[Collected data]
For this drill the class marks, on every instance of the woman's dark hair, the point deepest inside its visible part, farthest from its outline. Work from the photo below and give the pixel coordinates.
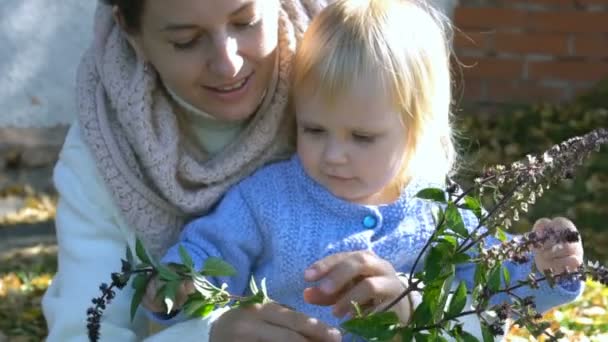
(131, 11)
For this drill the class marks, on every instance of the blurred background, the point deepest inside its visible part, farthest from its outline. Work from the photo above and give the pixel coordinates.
(528, 74)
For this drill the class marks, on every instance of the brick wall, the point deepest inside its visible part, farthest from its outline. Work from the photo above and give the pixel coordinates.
(530, 50)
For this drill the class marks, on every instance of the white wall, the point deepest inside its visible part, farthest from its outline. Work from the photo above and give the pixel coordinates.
(41, 42)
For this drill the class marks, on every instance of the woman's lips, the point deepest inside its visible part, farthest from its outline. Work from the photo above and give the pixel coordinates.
(231, 92)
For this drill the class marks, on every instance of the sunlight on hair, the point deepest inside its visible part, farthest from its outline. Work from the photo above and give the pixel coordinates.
(404, 47)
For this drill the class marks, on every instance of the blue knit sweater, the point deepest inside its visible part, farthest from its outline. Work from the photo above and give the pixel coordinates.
(279, 221)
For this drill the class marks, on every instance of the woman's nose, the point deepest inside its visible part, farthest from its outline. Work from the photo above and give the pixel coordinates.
(226, 61)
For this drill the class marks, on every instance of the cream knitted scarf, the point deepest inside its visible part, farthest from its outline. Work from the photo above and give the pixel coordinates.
(128, 122)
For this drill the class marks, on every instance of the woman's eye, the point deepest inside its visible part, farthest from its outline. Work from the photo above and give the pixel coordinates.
(313, 130)
(247, 24)
(185, 45)
(364, 138)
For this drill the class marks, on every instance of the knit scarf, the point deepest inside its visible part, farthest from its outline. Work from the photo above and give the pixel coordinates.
(128, 122)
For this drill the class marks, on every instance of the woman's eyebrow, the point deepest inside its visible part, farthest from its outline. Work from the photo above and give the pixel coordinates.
(181, 27)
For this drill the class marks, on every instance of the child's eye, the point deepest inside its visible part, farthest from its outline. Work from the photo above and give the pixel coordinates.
(364, 138)
(185, 45)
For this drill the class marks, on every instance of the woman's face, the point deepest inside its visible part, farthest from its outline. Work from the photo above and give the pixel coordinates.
(218, 55)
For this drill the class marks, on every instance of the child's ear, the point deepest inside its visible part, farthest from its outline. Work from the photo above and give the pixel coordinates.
(133, 38)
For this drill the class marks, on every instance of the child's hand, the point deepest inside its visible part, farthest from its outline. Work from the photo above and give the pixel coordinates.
(360, 277)
(155, 304)
(558, 257)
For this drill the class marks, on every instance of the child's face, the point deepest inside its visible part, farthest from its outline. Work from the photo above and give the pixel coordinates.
(354, 148)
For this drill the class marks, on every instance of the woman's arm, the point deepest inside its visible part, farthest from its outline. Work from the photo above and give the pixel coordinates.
(92, 238)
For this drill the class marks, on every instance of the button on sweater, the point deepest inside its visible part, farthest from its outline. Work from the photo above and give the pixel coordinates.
(279, 221)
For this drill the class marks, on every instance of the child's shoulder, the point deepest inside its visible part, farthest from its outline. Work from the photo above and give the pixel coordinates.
(275, 173)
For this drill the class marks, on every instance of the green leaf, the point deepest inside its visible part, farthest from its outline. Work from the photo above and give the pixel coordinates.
(140, 282)
(443, 298)
(480, 274)
(466, 337)
(129, 256)
(407, 334)
(423, 337)
(454, 221)
(500, 235)
(433, 264)
(264, 290)
(167, 274)
(422, 314)
(507, 276)
(135, 301)
(192, 306)
(141, 252)
(473, 204)
(204, 311)
(202, 286)
(433, 194)
(216, 267)
(253, 287)
(459, 299)
(494, 279)
(486, 333)
(185, 257)
(449, 239)
(461, 258)
(378, 326)
(169, 293)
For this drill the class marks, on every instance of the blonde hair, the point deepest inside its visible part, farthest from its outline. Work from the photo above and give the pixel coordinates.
(404, 45)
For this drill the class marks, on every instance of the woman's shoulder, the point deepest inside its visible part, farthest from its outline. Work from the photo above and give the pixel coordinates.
(76, 170)
(270, 177)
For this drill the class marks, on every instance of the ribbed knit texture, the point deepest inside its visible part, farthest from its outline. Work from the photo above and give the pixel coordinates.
(128, 122)
(278, 222)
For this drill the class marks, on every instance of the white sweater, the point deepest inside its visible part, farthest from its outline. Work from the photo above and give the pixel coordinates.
(92, 238)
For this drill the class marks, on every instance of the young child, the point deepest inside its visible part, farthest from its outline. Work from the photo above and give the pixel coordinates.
(337, 221)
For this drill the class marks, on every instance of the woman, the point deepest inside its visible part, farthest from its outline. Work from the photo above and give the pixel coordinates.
(178, 100)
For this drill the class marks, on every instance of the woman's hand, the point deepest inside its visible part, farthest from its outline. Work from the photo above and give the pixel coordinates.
(557, 257)
(270, 323)
(360, 277)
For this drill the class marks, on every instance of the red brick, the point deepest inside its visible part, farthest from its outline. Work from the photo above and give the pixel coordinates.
(488, 67)
(524, 43)
(473, 39)
(488, 17)
(521, 91)
(540, 3)
(470, 89)
(568, 70)
(591, 45)
(568, 21)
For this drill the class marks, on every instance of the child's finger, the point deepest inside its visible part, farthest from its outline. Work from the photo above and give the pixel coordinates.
(352, 266)
(367, 291)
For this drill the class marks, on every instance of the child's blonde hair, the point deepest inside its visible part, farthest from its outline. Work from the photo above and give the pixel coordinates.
(404, 46)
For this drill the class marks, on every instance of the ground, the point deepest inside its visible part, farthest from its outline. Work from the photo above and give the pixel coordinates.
(28, 262)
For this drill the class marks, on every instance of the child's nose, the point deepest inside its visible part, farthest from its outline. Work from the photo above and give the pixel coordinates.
(335, 153)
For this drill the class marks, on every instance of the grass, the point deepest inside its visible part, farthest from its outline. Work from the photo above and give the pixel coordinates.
(26, 273)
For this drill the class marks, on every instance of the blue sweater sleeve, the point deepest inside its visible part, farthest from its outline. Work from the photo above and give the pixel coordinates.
(230, 233)
(545, 296)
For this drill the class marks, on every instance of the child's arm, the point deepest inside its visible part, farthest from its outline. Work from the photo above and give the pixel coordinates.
(361, 277)
(546, 297)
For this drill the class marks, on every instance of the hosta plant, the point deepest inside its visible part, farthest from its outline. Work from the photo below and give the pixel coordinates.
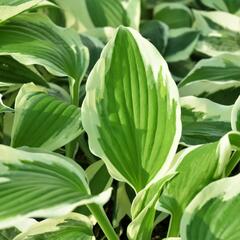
(119, 120)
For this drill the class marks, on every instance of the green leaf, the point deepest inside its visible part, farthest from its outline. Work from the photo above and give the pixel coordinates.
(9, 234)
(22, 74)
(43, 121)
(172, 239)
(34, 39)
(122, 204)
(129, 92)
(201, 164)
(203, 120)
(220, 92)
(181, 44)
(11, 8)
(156, 32)
(232, 6)
(219, 32)
(40, 184)
(235, 118)
(100, 14)
(175, 15)
(94, 46)
(225, 67)
(214, 212)
(143, 209)
(4, 108)
(98, 177)
(73, 226)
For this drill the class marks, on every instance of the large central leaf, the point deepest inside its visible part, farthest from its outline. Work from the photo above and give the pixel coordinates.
(131, 111)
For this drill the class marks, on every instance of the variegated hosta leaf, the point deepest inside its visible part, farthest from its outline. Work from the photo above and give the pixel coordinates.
(216, 78)
(222, 68)
(43, 121)
(131, 111)
(143, 209)
(203, 120)
(34, 39)
(40, 184)
(201, 164)
(235, 118)
(219, 32)
(11, 8)
(122, 203)
(181, 44)
(214, 212)
(73, 226)
(22, 74)
(175, 15)
(100, 14)
(231, 6)
(217, 91)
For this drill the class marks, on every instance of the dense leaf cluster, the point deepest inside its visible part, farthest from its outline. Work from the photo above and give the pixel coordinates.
(119, 119)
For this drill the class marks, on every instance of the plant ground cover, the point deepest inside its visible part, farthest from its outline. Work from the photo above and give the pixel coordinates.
(119, 119)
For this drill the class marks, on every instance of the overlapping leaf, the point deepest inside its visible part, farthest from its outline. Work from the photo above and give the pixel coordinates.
(22, 74)
(202, 164)
(99, 14)
(225, 67)
(235, 117)
(157, 33)
(175, 15)
(143, 209)
(231, 6)
(54, 185)
(181, 44)
(34, 39)
(43, 121)
(73, 226)
(131, 111)
(214, 212)
(11, 8)
(219, 32)
(216, 78)
(203, 120)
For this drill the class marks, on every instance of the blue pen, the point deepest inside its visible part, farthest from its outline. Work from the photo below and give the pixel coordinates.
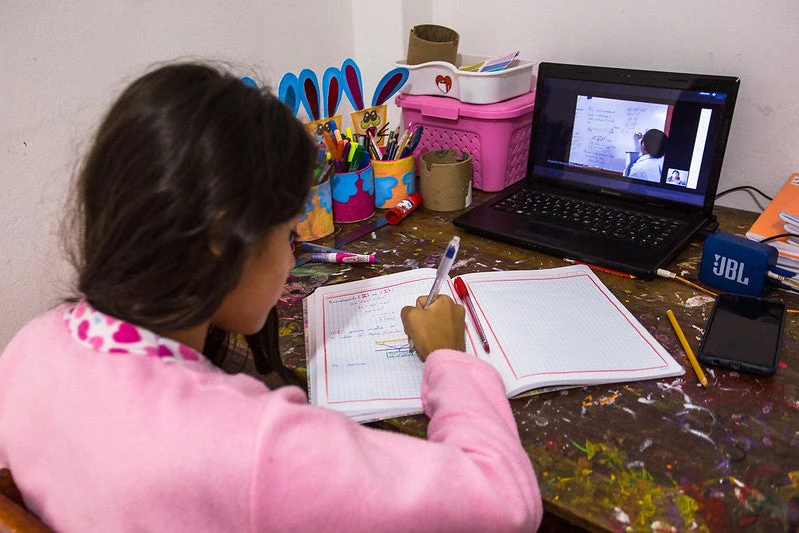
(443, 269)
(413, 143)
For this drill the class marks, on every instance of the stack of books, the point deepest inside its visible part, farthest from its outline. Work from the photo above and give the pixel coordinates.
(781, 217)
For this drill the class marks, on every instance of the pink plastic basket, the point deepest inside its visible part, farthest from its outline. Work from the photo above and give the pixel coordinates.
(496, 135)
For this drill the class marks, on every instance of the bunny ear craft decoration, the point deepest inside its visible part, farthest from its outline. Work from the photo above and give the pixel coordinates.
(388, 86)
(353, 84)
(308, 85)
(287, 91)
(332, 90)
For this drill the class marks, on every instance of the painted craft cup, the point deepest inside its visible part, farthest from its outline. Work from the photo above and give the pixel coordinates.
(394, 181)
(317, 221)
(353, 195)
(371, 116)
(317, 127)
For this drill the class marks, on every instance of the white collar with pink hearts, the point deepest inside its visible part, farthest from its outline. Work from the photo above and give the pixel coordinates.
(105, 333)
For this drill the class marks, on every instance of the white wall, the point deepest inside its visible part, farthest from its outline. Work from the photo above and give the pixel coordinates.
(61, 63)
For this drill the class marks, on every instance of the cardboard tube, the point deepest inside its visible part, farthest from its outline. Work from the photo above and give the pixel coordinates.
(446, 180)
(430, 42)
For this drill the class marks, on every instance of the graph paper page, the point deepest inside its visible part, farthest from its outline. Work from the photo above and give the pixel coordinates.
(563, 326)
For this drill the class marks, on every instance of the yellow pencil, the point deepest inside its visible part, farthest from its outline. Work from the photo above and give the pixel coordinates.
(688, 351)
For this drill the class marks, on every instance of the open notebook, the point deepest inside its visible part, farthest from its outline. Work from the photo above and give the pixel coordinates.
(546, 328)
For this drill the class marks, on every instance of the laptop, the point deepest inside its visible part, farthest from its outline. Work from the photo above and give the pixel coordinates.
(622, 170)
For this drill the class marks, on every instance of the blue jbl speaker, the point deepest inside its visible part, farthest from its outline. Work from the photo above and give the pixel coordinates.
(736, 264)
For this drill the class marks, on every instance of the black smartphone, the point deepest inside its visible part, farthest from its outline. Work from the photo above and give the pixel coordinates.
(744, 333)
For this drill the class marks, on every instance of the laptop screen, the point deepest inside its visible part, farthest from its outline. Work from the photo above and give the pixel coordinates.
(655, 135)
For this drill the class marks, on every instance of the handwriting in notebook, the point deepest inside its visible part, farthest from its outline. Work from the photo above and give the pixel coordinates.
(366, 349)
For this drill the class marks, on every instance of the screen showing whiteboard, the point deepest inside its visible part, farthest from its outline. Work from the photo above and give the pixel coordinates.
(605, 130)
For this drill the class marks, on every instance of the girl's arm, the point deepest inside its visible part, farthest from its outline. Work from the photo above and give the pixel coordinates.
(316, 470)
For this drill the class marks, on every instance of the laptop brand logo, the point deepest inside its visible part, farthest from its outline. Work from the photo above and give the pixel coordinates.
(730, 269)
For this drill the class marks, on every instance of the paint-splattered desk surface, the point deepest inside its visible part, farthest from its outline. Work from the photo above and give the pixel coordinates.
(655, 455)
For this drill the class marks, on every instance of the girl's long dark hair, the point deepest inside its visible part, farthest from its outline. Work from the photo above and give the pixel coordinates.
(188, 159)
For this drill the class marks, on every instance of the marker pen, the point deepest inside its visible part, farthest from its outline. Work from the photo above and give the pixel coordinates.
(330, 257)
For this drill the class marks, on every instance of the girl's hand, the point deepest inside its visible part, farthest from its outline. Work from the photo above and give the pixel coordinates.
(442, 325)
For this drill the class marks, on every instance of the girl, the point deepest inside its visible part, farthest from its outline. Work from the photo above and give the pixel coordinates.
(111, 419)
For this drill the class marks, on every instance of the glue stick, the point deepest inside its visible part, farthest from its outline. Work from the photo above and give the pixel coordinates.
(397, 214)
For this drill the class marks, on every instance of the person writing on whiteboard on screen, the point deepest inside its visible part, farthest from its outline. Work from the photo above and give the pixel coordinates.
(649, 164)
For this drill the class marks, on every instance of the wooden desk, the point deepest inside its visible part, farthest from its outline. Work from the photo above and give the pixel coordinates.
(639, 455)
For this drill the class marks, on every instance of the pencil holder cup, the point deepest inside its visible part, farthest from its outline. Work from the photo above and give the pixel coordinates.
(317, 221)
(317, 127)
(371, 116)
(430, 42)
(394, 181)
(353, 195)
(446, 180)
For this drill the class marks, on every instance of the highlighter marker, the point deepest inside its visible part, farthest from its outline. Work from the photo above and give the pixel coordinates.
(331, 257)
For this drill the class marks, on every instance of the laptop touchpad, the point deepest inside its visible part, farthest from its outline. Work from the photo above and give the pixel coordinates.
(545, 232)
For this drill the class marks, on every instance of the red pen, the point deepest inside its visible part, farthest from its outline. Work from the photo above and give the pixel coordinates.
(460, 288)
(601, 269)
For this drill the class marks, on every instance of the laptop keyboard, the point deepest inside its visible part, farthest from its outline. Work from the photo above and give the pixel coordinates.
(631, 226)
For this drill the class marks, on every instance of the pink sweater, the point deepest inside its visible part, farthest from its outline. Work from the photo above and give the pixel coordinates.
(101, 441)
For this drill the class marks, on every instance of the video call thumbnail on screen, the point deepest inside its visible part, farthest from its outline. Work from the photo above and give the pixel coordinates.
(601, 133)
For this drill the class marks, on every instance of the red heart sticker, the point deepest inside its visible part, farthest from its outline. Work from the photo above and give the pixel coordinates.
(444, 83)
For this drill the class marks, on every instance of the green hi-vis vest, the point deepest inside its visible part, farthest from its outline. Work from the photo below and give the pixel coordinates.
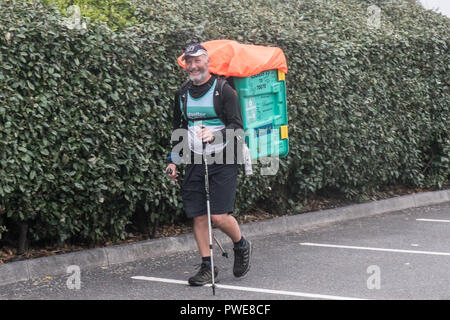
(201, 112)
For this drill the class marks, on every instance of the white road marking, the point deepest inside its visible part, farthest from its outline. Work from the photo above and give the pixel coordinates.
(260, 290)
(375, 249)
(433, 220)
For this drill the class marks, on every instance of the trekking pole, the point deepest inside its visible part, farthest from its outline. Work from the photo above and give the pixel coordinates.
(208, 210)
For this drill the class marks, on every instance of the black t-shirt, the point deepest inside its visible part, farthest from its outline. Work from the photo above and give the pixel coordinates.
(229, 108)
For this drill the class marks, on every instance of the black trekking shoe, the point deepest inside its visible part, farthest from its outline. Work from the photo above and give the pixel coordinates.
(203, 276)
(242, 259)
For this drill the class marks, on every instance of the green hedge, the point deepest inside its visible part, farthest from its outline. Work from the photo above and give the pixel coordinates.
(85, 114)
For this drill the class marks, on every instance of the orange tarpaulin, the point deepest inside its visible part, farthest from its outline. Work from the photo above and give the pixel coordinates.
(230, 58)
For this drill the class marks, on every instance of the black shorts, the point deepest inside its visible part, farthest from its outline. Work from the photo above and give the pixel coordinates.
(222, 189)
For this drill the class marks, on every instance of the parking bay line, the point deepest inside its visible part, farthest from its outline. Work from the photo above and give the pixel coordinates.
(433, 220)
(374, 249)
(249, 289)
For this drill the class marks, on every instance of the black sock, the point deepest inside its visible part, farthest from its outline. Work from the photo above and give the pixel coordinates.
(206, 260)
(240, 243)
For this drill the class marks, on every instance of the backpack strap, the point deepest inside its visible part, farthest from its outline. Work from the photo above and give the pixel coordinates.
(217, 99)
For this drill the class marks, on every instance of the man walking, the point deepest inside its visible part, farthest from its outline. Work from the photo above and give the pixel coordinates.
(206, 106)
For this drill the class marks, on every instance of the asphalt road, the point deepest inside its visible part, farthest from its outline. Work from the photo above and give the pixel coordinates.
(388, 256)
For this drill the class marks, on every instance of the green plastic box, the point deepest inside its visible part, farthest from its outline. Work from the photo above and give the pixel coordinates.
(264, 111)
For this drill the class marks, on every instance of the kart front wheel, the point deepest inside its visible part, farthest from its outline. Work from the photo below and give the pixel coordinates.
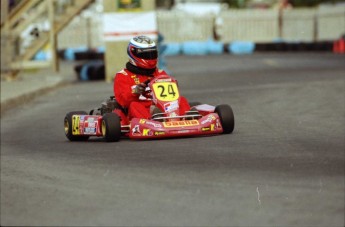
(68, 126)
(111, 127)
(227, 118)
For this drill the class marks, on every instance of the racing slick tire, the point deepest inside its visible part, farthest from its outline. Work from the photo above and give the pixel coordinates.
(227, 118)
(111, 127)
(68, 126)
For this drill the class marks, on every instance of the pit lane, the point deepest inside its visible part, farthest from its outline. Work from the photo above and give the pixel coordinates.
(282, 166)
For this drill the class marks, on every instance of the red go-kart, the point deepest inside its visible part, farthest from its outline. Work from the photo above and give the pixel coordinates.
(111, 122)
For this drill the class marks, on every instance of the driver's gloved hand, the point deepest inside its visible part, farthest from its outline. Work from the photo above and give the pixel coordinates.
(139, 89)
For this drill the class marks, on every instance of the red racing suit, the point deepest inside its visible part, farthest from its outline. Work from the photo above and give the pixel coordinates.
(138, 105)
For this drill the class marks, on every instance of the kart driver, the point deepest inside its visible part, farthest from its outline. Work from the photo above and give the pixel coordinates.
(129, 86)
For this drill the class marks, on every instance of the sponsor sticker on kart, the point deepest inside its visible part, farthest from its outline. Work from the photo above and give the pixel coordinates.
(171, 106)
(171, 124)
(89, 130)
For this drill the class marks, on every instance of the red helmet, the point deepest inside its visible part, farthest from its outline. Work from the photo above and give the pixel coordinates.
(142, 52)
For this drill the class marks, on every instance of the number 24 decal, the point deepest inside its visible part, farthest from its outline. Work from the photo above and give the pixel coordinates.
(166, 91)
(171, 91)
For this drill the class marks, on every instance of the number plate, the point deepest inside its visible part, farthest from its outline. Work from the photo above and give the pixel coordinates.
(166, 91)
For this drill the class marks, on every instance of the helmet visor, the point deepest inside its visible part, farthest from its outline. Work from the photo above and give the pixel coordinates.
(146, 53)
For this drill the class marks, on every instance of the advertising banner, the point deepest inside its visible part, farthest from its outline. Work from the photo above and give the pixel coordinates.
(123, 26)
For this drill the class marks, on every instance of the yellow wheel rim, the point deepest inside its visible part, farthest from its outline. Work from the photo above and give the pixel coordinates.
(104, 128)
(66, 124)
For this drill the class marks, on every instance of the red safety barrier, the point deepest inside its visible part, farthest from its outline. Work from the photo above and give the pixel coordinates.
(339, 46)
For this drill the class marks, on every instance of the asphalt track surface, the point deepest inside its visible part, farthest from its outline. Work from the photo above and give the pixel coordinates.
(282, 166)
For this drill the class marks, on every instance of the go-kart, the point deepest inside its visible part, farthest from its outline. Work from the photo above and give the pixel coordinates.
(111, 122)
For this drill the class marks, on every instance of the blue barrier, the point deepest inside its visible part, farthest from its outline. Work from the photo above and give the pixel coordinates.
(41, 56)
(172, 49)
(69, 52)
(241, 47)
(214, 47)
(194, 48)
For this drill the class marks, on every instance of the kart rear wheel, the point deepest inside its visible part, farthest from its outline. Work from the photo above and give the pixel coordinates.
(227, 118)
(111, 127)
(68, 126)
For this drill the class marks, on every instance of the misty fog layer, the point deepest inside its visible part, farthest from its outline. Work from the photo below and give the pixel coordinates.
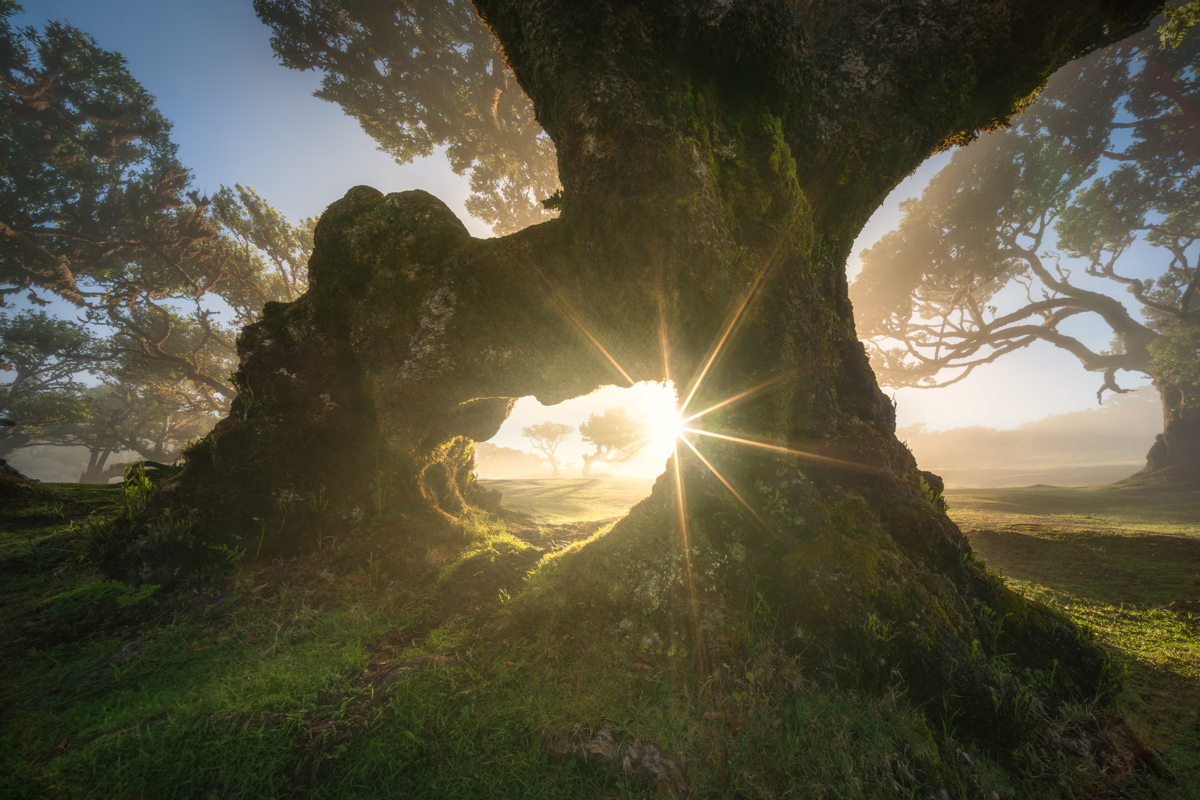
(1085, 447)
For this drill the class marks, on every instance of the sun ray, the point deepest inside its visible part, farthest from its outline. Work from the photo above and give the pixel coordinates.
(760, 388)
(729, 486)
(768, 265)
(725, 335)
(786, 450)
(546, 288)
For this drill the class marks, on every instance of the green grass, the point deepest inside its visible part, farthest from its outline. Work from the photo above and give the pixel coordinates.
(1126, 565)
(573, 499)
(367, 669)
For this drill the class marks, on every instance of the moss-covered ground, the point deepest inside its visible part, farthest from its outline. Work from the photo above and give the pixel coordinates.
(381, 666)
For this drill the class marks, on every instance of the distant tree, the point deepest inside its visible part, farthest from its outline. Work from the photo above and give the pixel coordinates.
(546, 437)
(1103, 167)
(496, 462)
(91, 181)
(617, 435)
(43, 359)
(419, 76)
(95, 208)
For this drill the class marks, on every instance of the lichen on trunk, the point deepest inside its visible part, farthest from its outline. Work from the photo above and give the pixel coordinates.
(718, 161)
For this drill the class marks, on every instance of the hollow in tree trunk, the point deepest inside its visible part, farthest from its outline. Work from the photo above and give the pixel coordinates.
(718, 161)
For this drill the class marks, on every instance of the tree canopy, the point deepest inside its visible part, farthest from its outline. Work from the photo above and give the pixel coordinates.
(547, 437)
(96, 208)
(1101, 173)
(421, 76)
(617, 435)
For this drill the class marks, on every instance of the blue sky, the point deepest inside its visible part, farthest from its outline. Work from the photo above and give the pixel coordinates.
(240, 118)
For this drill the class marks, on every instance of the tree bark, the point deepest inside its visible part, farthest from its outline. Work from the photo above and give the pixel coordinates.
(718, 161)
(1174, 459)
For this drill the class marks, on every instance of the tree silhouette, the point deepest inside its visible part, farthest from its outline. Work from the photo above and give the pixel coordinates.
(546, 437)
(1102, 168)
(616, 434)
(419, 76)
(718, 161)
(95, 208)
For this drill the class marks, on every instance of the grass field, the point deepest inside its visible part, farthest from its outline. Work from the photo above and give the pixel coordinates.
(1122, 563)
(337, 674)
(573, 499)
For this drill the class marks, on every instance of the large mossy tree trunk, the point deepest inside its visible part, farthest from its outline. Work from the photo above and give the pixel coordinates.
(1174, 459)
(718, 160)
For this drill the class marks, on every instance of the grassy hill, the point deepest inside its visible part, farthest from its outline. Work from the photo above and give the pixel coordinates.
(371, 669)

• **Task prompt**:
Could you quote, exactly as they appear, the line containing "tree canopy, the" and every line after it to the end of the records above?

• **Answer to this problem**:
For this drill the class marks, on every instance of the tree canopy, the point deepest inside its visible part, farthest from its outline. Work from the photo above and give the pixel coordinates.
(547, 437)
(96, 208)
(1101, 173)
(421, 76)
(617, 435)
For this drill the class marks, on every instance of the blue sky, the point deepest inside its visible part, farthest from its outline. Work from the photo above and give the pixel coordinates.
(240, 118)
For this drill the class marks, on every instance of the tree bark, the point deepest inside its visible part, farthest from its outline. Work from the photo above and give the pixel coordinates.
(718, 161)
(1174, 459)
For this drill the class marks, on every instance of the tree silhouette, the point deepest inside its visible part, farthest from its outline. Work from the photo above and give the pixel coordinates.
(546, 437)
(1102, 168)
(616, 434)
(419, 76)
(718, 161)
(95, 208)
For this drill the class marks, on every instance of the grass field, the point deepest inside its visible part, farthest from its outline. Work from the photo above and give the pixel coordinates.
(1122, 563)
(337, 674)
(573, 499)
For this drill the class marks, on every instance of the large mossy tree trunk, the point deepest inside its visible part, farthest from its outline. Work from the photo above and give the pixel coordinates.
(1174, 459)
(718, 160)
For this drill the class marks, on every instance of the grassy hill, the point deepest inside its visible part, farthest from its outline. Work from the photo above and give the pixel coordinates.
(371, 669)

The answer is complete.